╭─ ПРЕДОСТАВЛЕННЫЙ ТЕКСТ

Борис Божнев. Не трогайте мои весы...

"Вообще, всё сделано в человеке из одного материала, — писал Борис Поплавский, — и стихи, и статьи, и голос, а также письма, фотографии, внешность". Во всяком случае, в человеке талантливом. Это, конечно, не значит, будто любого художника, точно сушеного мотылька, можно нанизать на стальную булавку единственной идеи. Наоборот: чем выше талант, тем менее он сводим к какому-либо конечному определению. Здесь речь о другом — о внутренней цельности, которая не может не выявиться и вовне, в написанном, в сказанном. Неизбежные противоречия тоже будут ее частью. И, пожалуй, мало в ком противоречивая цельность явилась столь тотально, сколь в Борисе Божневе — поэте, несправедливо малоизвестном.

Борис Борисович Божнев родился 24 июля 1898 г. После революции он, по воле родителей, оказался в Париже, где завязал знакомства в творческих кругах, причем не только среди эмигрантов, но и — редкий случай — во французском авангарде. В числе его знакомых были Поль Элюар, Антонен Арто, Тристан Тцара и многие другие.

"С Жаном Кокто он снимал какие-то сногсшибательные фильмы абстрактного характера и сатанинского содержания. Дружил с Рене Клером. Писал акварелью и китайской тушью пейзажи под влиянием Хокусаи и Фуджита (с последним тоже дружил)" — вспоминал Б. Сосинский.

╰─
╭─ ЗАПИСАННЫЕ ДАННЫЕ

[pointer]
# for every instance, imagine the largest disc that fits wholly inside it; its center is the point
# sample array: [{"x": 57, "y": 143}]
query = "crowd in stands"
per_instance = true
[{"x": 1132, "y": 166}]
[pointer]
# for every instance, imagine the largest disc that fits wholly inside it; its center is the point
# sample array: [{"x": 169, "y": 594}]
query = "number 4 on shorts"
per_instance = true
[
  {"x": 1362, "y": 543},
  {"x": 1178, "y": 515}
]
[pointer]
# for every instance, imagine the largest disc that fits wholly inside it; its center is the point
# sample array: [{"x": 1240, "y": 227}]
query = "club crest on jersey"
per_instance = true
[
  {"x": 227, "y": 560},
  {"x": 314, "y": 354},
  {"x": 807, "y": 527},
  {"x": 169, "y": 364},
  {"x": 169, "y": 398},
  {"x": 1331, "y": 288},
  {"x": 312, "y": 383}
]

╰─

ЦЕЛЬ ЗАДАНИЯ:
Ответьте по тексту о Борисе Божневе на три вопроса:
(a) Какого числа и в каком году родился Борис Божнев?
(b) В каком городе он оказался после революции?
(c) Под чьим влиянием он писал пейзажи акварелью и китайской тушью?

РЕЗУЛЬТАТ УПРАЖНЕНИЯ:
(a) Борис Божнев родился 24 июля 1898 года.
(b) После революции он оказался в Париже.
(c) Он писал пейзажи под влиянием Хокусаи и Фуджита.